### WHAT TO PRODUCE
Everything from the line containing "light blue table" through the last line of the records must be returned verbatim, and nothing outside that range.

### PROVIDED MATERIAL
++++++++++
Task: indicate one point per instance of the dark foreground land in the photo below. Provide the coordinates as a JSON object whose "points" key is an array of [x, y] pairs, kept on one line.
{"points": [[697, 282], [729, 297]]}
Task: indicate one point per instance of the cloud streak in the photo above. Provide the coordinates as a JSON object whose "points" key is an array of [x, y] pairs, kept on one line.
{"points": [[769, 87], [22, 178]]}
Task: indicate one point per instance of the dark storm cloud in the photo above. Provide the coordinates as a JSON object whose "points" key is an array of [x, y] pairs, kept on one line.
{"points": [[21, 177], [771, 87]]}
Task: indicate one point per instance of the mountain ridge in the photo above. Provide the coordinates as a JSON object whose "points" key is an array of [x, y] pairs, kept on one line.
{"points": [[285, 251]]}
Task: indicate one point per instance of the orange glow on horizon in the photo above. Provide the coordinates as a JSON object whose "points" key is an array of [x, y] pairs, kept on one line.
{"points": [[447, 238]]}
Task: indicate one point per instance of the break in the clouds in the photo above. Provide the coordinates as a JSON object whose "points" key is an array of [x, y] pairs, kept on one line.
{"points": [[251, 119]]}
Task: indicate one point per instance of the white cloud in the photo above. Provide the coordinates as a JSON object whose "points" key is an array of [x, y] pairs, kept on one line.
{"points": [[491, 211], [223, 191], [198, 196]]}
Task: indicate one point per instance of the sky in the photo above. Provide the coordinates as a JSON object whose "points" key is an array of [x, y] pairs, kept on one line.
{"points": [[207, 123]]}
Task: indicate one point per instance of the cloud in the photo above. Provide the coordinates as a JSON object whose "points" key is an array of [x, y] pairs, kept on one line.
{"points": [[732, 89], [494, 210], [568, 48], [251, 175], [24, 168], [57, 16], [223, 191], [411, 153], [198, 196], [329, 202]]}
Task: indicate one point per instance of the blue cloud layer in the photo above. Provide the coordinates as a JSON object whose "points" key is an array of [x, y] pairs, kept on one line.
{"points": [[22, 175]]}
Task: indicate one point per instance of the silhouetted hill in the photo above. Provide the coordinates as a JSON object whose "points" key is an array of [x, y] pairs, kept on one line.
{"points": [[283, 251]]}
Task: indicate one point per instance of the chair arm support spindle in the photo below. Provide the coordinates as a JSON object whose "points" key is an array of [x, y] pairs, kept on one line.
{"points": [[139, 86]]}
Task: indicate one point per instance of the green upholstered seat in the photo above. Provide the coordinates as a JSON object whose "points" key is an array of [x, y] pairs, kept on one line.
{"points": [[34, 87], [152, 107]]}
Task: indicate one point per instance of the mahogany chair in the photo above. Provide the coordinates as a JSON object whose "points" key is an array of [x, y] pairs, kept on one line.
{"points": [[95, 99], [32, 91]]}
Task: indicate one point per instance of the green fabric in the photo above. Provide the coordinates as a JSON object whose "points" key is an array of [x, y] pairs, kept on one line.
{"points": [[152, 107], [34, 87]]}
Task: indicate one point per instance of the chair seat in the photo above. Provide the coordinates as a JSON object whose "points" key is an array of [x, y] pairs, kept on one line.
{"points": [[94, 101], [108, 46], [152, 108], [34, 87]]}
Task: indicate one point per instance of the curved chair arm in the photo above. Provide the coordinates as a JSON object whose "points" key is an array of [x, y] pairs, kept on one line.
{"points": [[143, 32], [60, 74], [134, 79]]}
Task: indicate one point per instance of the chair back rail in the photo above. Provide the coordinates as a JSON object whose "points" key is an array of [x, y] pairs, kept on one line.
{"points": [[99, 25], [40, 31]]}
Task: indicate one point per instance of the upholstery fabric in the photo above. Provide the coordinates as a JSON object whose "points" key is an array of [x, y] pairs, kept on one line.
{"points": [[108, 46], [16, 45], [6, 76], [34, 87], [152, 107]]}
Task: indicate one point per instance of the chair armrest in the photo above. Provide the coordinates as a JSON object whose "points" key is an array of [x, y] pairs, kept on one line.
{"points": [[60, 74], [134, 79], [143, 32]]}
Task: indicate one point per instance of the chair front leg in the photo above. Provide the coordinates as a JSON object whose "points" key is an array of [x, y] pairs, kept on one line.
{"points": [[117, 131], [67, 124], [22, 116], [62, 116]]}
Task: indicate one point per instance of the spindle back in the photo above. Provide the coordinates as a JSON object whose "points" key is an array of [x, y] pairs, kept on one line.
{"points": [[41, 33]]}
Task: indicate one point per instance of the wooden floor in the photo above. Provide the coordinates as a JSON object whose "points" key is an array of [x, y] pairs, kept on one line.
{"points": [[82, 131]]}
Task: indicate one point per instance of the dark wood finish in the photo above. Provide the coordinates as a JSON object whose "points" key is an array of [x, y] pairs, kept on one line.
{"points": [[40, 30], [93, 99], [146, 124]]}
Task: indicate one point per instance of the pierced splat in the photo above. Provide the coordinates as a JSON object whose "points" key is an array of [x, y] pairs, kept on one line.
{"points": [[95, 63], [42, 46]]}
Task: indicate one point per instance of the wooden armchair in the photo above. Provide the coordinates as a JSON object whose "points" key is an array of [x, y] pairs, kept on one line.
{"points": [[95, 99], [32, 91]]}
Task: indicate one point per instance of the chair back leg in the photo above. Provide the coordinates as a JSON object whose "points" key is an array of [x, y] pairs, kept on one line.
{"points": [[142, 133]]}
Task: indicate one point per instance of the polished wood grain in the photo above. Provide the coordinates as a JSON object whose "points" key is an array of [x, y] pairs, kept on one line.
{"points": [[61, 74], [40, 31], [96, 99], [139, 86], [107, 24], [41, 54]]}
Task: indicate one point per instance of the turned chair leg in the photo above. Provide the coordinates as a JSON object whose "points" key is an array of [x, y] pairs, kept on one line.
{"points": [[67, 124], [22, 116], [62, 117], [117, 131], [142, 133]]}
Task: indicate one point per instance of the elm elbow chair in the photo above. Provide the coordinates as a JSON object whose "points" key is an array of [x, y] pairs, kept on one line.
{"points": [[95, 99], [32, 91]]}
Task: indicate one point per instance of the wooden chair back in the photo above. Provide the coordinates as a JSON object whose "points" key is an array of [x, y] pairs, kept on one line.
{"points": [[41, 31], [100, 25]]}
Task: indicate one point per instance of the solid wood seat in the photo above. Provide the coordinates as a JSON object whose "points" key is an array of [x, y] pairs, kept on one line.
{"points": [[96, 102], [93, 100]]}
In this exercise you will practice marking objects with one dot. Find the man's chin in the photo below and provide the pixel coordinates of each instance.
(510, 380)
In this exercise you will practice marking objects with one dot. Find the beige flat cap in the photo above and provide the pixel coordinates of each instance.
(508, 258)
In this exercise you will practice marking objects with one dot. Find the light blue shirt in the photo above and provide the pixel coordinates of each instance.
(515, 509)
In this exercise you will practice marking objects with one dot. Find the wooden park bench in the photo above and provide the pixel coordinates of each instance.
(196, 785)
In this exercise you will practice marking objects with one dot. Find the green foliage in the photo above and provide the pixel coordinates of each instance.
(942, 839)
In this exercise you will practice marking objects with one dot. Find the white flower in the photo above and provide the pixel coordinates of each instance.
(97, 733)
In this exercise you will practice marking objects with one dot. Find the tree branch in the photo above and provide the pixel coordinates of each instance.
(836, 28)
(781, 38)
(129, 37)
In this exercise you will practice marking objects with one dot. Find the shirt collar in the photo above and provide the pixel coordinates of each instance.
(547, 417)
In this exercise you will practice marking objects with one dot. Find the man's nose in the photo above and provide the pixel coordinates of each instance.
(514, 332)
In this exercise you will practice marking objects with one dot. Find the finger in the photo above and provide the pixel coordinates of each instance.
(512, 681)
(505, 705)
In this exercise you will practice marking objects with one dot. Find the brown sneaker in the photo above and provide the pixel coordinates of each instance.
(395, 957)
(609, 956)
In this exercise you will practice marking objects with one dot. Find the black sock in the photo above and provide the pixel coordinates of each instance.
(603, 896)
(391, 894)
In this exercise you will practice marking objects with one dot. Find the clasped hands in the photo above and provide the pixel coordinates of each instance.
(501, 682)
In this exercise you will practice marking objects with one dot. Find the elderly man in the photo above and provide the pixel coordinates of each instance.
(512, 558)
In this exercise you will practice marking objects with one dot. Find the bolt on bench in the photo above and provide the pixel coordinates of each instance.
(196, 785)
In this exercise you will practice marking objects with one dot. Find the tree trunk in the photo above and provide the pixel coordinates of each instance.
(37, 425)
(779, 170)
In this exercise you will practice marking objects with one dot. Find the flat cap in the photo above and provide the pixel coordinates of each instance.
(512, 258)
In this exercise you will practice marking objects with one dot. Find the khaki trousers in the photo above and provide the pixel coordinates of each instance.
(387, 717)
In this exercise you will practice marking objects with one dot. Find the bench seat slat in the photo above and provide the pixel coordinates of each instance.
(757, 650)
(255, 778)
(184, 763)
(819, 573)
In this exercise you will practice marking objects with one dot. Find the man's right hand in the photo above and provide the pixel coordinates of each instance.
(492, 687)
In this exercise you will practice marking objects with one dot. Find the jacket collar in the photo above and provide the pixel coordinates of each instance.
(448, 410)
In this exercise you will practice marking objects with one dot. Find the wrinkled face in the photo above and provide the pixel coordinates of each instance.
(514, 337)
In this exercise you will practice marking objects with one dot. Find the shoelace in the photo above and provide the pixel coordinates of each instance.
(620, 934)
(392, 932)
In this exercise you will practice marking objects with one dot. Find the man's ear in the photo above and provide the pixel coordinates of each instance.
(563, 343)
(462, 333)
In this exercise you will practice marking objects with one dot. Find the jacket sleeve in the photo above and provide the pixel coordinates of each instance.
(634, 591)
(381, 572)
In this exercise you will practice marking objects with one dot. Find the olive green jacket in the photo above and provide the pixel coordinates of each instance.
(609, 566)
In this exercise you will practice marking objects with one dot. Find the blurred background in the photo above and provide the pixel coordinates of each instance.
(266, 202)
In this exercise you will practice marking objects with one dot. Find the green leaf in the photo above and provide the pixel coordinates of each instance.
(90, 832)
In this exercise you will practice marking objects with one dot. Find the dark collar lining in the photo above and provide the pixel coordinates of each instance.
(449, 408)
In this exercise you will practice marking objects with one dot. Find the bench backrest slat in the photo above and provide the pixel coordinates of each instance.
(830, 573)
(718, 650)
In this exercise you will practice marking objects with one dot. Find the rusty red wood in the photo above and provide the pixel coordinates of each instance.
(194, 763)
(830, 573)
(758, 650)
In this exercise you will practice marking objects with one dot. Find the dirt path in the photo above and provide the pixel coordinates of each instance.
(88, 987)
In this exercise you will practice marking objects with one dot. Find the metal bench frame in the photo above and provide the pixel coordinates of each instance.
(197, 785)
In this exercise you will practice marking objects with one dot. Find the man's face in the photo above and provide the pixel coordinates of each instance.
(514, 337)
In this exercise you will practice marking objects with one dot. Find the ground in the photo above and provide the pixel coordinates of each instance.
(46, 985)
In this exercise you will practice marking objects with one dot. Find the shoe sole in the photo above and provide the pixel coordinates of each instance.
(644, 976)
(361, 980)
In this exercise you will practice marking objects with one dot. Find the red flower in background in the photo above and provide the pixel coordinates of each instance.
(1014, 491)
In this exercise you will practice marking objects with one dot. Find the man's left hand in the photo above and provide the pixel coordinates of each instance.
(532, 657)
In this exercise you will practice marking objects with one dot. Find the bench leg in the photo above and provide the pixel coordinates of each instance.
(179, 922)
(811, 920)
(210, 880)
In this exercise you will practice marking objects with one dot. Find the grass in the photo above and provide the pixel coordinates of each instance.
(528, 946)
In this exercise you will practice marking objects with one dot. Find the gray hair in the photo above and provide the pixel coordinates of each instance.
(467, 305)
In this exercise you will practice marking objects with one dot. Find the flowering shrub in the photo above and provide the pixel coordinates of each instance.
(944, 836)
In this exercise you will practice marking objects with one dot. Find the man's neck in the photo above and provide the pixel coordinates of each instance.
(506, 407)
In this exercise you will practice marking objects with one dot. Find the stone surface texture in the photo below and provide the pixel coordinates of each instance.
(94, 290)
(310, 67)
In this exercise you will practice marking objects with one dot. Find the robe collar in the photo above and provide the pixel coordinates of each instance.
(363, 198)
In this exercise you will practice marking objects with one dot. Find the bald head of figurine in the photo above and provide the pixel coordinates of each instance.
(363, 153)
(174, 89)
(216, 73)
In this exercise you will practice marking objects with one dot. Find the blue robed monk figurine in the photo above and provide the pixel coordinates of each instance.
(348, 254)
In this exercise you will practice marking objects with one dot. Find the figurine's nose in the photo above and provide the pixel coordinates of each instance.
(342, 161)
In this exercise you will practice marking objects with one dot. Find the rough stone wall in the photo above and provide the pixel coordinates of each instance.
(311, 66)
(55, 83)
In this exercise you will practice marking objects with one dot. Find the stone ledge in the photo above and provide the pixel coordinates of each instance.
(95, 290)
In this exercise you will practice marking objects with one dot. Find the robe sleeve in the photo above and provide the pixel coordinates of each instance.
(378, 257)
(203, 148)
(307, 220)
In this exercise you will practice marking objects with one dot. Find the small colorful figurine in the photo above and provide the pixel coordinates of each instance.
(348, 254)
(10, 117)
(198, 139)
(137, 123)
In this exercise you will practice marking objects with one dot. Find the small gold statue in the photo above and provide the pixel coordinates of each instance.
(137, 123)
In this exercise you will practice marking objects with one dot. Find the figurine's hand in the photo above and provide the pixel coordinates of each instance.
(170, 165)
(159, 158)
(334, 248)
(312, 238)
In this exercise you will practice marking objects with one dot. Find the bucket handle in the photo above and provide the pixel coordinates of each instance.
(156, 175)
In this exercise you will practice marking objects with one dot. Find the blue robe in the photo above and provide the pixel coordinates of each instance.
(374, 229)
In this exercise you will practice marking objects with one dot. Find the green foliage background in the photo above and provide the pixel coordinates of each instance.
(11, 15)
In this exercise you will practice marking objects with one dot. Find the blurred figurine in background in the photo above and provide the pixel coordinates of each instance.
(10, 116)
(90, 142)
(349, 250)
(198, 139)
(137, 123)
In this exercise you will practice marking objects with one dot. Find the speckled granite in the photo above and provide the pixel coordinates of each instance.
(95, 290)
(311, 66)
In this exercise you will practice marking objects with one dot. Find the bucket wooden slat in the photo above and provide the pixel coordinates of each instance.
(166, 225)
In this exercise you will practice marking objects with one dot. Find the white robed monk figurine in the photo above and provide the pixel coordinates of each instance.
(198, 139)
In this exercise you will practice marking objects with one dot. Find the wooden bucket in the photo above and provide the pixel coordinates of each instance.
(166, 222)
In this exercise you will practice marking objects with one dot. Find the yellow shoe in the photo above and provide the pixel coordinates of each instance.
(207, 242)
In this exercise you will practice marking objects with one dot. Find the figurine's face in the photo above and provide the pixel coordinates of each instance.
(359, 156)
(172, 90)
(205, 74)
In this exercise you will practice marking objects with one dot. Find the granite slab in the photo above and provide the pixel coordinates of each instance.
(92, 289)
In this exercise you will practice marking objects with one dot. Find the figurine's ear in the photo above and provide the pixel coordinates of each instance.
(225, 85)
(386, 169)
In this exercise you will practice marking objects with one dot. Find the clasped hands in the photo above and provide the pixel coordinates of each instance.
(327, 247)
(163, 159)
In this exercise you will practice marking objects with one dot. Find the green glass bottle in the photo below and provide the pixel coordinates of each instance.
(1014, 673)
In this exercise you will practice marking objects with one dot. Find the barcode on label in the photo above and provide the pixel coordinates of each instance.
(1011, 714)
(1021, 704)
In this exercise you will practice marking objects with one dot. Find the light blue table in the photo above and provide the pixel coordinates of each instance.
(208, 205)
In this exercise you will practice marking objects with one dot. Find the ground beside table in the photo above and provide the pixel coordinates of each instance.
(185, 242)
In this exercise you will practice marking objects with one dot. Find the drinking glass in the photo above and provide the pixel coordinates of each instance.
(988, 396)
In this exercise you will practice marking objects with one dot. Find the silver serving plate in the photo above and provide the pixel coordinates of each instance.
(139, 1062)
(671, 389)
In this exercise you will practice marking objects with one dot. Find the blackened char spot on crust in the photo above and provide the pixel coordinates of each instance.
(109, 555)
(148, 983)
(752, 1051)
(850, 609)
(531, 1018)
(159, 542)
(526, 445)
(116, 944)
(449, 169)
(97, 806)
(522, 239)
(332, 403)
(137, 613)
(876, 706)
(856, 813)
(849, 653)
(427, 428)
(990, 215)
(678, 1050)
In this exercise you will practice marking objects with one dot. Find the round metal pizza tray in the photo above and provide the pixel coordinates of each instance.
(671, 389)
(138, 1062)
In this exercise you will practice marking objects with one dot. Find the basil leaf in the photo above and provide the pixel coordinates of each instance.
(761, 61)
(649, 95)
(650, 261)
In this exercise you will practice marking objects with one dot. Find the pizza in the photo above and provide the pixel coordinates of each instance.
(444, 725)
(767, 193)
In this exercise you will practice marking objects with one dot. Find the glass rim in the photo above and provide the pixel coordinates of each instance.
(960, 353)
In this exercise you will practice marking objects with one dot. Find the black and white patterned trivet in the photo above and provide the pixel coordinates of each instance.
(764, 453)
++++++++++
### EXPECTED ANSWER
In this exercise you will practice marking objects with one dot. Find the light blue table in the photo above and provide the pixel coordinates of each instance.
(208, 205)
In this exercise you will practice marking objects with one dot. Find the ground beside table in the photo above and provide the pixel coordinates of each instance.
(185, 242)
In this exercise you will practice marking objects with one dot. Find the drinking glass in the photo above and provide the pixel coordinates of each instance.
(988, 396)
In this exercise you will practice marking objects with one dot. Find the silver serving plate in the photo above and provide the pixel coordinates of each instance.
(139, 1062)
(671, 389)
In this exercise you will practice marking objects with one dot. Find the blackened char spot on crust in the photo above and provide the pixel coordinates of each instance.
(109, 555)
(148, 983)
(752, 1051)
(850, 609)
(531, 1018)
(159, 542)
(526, 445)
(116, 944)
(449, 169)
(97, 806)
(522, 239)
(332, 403)
(137, 613)
(876, 706)
(856, 813)
(849, 653)
(427, 428)
(990, 215)
(678, 1050)
In this exercise you will practice marking objects with one dot. Find the round metal pizza tray in the photo above and provide the pixel coordinates of each instance.
(671, 389)
(138, 1062)
In this exercise you will practice marking objects with one dot. Find the basil leaf in the photo above and provide the pixel coordinates of each instance.
(761, 61)
(649, 95)
(650, 261)
In this exercise you will practice marking objects with one dot. Find the pizza in the photo above and provide the pixel coordinates of each instance.
(444, 725)
(767, 193)
In this exercise you will practice marking objects with one dot. Find the glass rim in the photo above and provide the pixel coordinates of each instance.
(960, 353)
In this exercise you will practice marking objects with one dot. Find the black and white patterned trivet in the photo above and provide the pixel coordinates of each instance.
(764, 453)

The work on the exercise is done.